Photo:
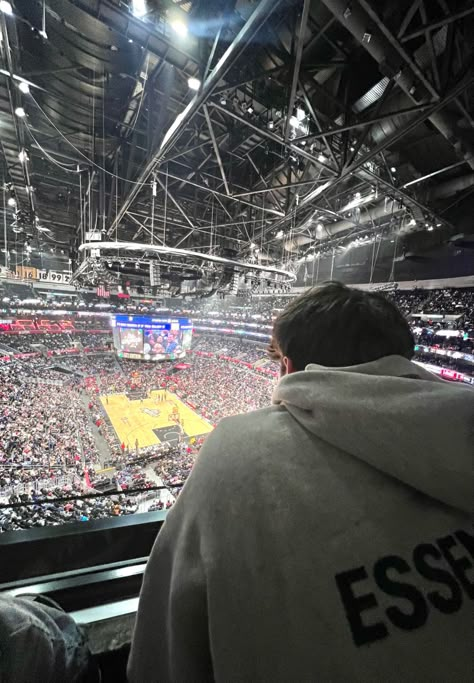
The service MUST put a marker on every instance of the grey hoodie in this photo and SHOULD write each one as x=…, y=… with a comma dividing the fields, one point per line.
x=325, y=538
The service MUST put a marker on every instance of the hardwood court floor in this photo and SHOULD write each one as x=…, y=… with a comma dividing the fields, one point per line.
x=147, y=420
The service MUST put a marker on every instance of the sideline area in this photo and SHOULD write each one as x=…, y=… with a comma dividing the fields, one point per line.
x=146, y=420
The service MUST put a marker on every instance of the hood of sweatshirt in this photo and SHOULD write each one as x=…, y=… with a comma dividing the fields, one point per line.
x=396, y=417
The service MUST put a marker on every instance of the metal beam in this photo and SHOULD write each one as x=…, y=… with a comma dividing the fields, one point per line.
x=176, y=203
x=279, y=188
x=221, y=194
x=271, y=136
x=297, y=64
x=216, y=149
x=332, y=182
x=245, y=35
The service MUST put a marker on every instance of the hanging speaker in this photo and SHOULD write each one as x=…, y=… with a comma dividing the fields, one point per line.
x=155, y=275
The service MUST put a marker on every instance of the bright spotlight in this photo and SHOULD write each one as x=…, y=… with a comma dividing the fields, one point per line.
x=179, y=27
x=194, y=83
x=6, y=7
x=139, y=8
x=300, y=114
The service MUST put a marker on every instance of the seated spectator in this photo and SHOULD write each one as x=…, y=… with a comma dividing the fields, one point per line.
x=324, y=537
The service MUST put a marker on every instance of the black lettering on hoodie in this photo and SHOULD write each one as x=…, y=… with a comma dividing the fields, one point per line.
x=442, y=602
x=459, y=565
x=355, y=605
x=417, y=616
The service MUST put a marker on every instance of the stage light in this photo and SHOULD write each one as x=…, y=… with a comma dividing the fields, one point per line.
x=300, y=114
x=194, y=83
x=24, y=87
x=179, y=27
x=6, y=7
x=139, y=8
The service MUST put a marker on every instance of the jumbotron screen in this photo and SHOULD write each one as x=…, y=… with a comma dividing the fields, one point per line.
x=143, y=338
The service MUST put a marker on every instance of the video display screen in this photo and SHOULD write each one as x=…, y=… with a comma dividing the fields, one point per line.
x=152, y=338
x=131, y=341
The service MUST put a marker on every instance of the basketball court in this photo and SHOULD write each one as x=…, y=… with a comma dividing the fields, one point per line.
x=150, y=420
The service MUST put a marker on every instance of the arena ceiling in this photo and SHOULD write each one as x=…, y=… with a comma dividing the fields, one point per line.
x=315, y=124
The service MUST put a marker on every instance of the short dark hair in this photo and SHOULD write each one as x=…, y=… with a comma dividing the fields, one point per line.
x=338, y=326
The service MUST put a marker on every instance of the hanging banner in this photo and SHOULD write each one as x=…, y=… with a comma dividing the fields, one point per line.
x=53, y=276
x=26, y=272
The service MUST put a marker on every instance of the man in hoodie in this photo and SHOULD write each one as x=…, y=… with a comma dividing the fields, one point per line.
x=326, y=537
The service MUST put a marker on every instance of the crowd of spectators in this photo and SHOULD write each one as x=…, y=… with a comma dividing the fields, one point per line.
x=28, y=343
x=48, y=509
x=47, y=446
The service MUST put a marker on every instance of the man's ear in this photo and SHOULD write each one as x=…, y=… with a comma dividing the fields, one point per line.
x=287, y=366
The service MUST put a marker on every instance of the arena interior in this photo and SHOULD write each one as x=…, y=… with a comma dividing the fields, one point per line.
x=173, y=175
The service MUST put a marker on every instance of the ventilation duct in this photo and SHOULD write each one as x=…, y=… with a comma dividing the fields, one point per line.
x=451, y=187
x=386, y=55
x=386, y=208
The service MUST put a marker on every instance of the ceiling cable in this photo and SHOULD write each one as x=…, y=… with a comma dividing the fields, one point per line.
x=89, y=161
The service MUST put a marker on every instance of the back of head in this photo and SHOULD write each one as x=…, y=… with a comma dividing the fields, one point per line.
x=338, y=326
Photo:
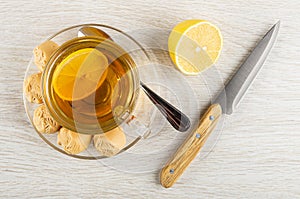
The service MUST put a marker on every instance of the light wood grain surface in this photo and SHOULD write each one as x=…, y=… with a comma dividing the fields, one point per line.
x=258, y=154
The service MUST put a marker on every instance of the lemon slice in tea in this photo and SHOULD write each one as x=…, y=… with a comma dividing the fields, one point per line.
x=80, y=74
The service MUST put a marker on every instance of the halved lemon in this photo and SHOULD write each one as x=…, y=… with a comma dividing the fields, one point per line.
x=80, y=74
x=194, y=45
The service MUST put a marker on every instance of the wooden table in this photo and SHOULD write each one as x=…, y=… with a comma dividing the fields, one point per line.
x=258, y=154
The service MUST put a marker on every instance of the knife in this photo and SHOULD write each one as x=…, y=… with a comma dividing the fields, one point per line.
x=224, y=103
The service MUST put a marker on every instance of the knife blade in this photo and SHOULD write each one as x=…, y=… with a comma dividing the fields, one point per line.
x=225, y=103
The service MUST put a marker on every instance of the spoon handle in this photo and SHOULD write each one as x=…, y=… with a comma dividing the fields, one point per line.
x=175, y=117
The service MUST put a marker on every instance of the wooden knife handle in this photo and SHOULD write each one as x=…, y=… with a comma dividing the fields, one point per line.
x=190, y=147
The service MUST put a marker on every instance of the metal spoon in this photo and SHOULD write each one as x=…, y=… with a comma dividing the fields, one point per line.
x=174, y=116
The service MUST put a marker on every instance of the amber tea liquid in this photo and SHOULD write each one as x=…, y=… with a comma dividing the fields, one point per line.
x=109, y=105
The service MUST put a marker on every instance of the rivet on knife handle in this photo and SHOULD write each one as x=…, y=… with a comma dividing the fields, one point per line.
x=190, y=148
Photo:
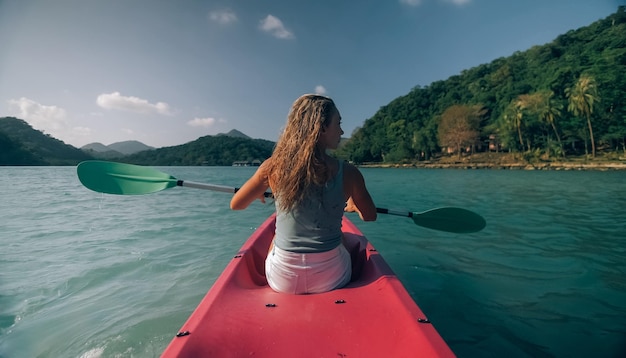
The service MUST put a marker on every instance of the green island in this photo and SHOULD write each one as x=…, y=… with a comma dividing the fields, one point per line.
x=557, y=106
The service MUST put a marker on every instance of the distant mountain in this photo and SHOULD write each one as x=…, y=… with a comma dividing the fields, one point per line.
x=96, y=147
x=234, y=134
x=129, y=147
x=21, y=144
x=219, y=150
x=123, y=148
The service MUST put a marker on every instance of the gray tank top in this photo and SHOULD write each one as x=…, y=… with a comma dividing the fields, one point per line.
x=315, y=224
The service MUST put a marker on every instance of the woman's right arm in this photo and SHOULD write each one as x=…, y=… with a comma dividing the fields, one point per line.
x=358, y=198
x=253, y=189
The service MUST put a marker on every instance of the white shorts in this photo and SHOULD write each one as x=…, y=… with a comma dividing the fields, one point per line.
x=295, y=273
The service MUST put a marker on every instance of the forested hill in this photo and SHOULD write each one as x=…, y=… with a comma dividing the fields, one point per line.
x=567, y=97
x=20, y=144
x=207, y=150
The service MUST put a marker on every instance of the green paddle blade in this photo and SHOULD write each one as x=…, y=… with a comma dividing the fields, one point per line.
x=122, y=179
x=450, y=219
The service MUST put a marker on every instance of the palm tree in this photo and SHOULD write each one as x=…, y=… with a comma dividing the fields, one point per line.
x=548, y=111
x=582, y=97
x=520, y=105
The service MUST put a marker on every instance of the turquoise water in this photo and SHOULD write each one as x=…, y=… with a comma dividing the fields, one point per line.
x=84, y=274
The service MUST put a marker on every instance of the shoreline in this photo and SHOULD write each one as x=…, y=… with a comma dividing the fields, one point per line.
x=565, y=166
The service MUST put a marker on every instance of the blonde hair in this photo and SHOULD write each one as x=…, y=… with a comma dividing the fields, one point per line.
x=297, y=163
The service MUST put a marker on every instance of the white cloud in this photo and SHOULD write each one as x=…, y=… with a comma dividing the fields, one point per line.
x=459, y=2
x=132, y=104
x=319, y=89
x=46, y=118
x=411, y=2
x=419, y=2
x=223, y=16
x=204, y=122
x=274, y=26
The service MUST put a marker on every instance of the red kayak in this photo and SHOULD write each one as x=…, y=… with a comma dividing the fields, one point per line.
x=373, y=316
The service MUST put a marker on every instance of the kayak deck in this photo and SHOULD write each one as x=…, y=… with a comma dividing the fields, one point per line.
x=373, y=316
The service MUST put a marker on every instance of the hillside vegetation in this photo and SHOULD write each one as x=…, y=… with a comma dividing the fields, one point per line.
x=550, y=103
x=564, y=98
x=20, y=144
x=207, y=150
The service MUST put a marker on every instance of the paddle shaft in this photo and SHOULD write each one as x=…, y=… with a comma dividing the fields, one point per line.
x=394, y=212
x=214, y=187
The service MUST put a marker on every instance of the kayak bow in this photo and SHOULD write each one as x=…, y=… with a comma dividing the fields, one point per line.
x=373, y=316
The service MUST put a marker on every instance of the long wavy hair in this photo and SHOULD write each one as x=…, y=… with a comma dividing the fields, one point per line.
x=297, y=163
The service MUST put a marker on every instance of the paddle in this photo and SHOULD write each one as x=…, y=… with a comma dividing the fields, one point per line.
x=128, y=179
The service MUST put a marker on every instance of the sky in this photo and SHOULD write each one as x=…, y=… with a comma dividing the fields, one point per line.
x=166, y=72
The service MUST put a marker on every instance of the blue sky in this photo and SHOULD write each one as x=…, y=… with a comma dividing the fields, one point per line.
x=167, y=72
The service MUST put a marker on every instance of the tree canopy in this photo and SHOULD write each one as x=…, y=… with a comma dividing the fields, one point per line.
x=564, y=97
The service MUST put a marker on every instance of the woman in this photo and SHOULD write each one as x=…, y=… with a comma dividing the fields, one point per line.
x=311, y=190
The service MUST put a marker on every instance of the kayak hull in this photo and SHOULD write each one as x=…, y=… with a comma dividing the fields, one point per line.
x=373, y=316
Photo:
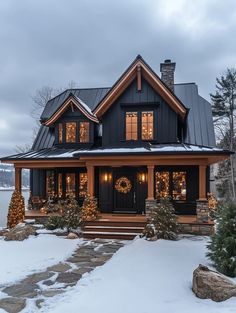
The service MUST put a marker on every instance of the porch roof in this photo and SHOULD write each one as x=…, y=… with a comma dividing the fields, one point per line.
x=160, y=149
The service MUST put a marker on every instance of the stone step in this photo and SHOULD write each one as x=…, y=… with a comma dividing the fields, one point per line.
x=109, y=235
x=115, y=229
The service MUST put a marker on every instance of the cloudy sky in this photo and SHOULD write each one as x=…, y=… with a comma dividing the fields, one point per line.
x=53, y=42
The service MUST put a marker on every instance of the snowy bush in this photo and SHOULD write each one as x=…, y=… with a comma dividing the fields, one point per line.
x=162, y=222
x=222, y=248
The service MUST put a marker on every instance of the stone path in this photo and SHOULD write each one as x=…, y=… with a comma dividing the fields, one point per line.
x=57, y=278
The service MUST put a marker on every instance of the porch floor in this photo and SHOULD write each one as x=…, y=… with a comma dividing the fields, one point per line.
x=107, y=217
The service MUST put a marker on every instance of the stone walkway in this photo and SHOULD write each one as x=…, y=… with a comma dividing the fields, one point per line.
x=57, y=278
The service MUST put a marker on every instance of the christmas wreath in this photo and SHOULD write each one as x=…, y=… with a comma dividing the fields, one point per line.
x=123, y=185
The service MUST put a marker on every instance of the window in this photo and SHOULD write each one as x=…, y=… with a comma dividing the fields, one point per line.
x=50, y=183
x=70, y=184
x=147, y=125
x=162, y=184
x=171, y=183
x=59, y=184
x=83, y=179
x=60, y=133
x=131, y=122
x=179, y=186
x=84, y=132
x=70, y=132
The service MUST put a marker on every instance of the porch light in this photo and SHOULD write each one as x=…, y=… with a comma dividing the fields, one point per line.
x=107, y=177
x=142, y=178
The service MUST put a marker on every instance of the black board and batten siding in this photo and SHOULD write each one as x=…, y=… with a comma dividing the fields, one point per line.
x=113, y=122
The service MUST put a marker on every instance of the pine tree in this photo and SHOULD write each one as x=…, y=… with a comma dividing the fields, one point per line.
x=222, y=248
x=223, y=109
x=16, y=211
x=71, y=215
x=89, y=210
x=162, y=222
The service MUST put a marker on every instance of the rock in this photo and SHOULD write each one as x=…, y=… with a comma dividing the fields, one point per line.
x=12, y=305
x=37, y=277
x=39, y=303
x=72, y=236
x=3, y=232
x=52, y=292
x=208, y=284
x=68, y=278
x=61, y=267
x=23, y=290
x=20, y=232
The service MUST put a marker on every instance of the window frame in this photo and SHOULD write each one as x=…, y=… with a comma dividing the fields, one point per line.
x=139, y=112
x=77, y=132
x=171, y=183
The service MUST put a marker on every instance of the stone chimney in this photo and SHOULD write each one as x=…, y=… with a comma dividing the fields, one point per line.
x=167, y=73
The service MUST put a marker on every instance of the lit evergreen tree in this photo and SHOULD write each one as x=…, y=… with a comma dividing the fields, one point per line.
x=16, y=211
x=222, y=248
x=89, y=210
x=71, y=215
x=162, y=222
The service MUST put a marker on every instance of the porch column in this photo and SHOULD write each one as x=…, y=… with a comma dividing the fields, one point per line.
x=90, y=173
x=150, y=182
x=18, y=179
x=202, y=203
x=202, y=182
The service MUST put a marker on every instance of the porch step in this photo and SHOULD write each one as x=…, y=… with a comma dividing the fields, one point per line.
x=109, y=235
x=113, y=229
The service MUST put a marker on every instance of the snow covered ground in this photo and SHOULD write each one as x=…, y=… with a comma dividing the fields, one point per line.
x=19, y=259
x=143, y=277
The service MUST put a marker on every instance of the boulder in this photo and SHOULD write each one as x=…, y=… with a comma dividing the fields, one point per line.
x=20, y=232
x=72, y=236
x=208, y=284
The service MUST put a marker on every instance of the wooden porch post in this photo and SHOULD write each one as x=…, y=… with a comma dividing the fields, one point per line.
x=202, y=182
x=18, y=178
x=150, y=182
x=90, y=173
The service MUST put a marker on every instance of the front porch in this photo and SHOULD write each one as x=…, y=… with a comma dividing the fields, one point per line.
x=127, y=226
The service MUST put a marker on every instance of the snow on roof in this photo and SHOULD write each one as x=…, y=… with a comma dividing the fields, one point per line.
x=57, y=153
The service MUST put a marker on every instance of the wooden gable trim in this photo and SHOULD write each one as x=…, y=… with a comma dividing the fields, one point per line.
x=70, y=102
x=136, y=70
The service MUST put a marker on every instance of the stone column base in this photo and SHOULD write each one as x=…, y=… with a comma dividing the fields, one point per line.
x=202, y=211
x=149, y=205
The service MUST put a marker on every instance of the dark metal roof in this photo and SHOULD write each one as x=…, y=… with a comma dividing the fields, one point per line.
x=44, y=139
x=200, y=128
x=90, y=96
x=161, y=149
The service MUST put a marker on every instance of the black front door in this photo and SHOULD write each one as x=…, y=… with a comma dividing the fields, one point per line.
x=124, y=191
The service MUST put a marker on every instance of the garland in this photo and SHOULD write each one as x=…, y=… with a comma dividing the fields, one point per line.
x=123, y=185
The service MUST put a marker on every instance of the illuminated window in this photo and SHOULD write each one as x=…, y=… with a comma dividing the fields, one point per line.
x=162, y=184
x=50, y=183
x=60, y=133
x=131, y=122
x=84, y=132
x=71, y=132
x=179, y=186
x=59, y=184
x=70, y=184
x=83, y=180
x=147, y=125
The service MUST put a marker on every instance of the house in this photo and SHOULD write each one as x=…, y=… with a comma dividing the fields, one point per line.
x=129, y=145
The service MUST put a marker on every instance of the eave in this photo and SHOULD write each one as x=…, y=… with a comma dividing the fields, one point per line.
x=74, y=101
x=137, y=69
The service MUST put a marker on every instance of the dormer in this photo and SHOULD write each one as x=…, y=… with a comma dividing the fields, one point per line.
x=74, y=123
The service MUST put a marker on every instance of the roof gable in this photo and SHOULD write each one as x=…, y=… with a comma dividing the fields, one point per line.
x=71, y=100
x=137, y=69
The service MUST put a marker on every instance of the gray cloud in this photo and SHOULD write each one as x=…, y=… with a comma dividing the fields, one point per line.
x=91, y=42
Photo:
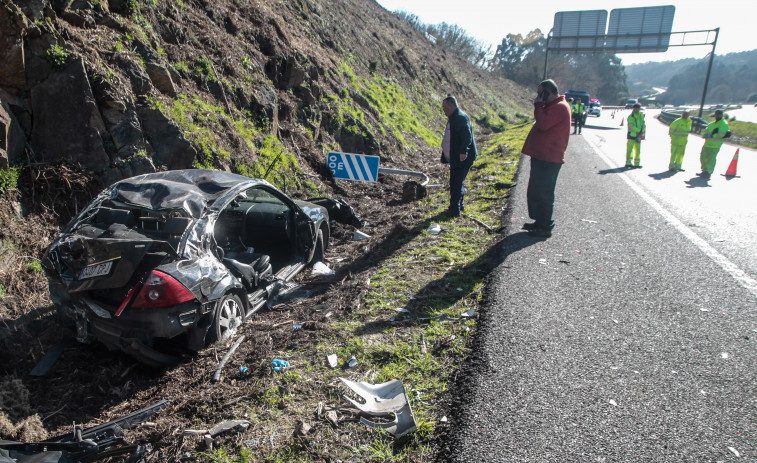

= = =

### Task goal
The copy must start at the line containing "of the roof" and end at the last line of the data, matching each line exactly. It must hold no pictures.

### Response to the task
The service MUST put a marker on every instance of the roof gable in this photo and SHOULD write each one as x=…, y=… with a comma dividing the fields, one point per line.
x=71, y=100
x=137, y=69
The service MUST put a marker on every instance of the gray cloud in this photo and SHOULD write each one as x=…, y=… with a comma dividing the fields, one point per line.
x=91, y=42
Photo:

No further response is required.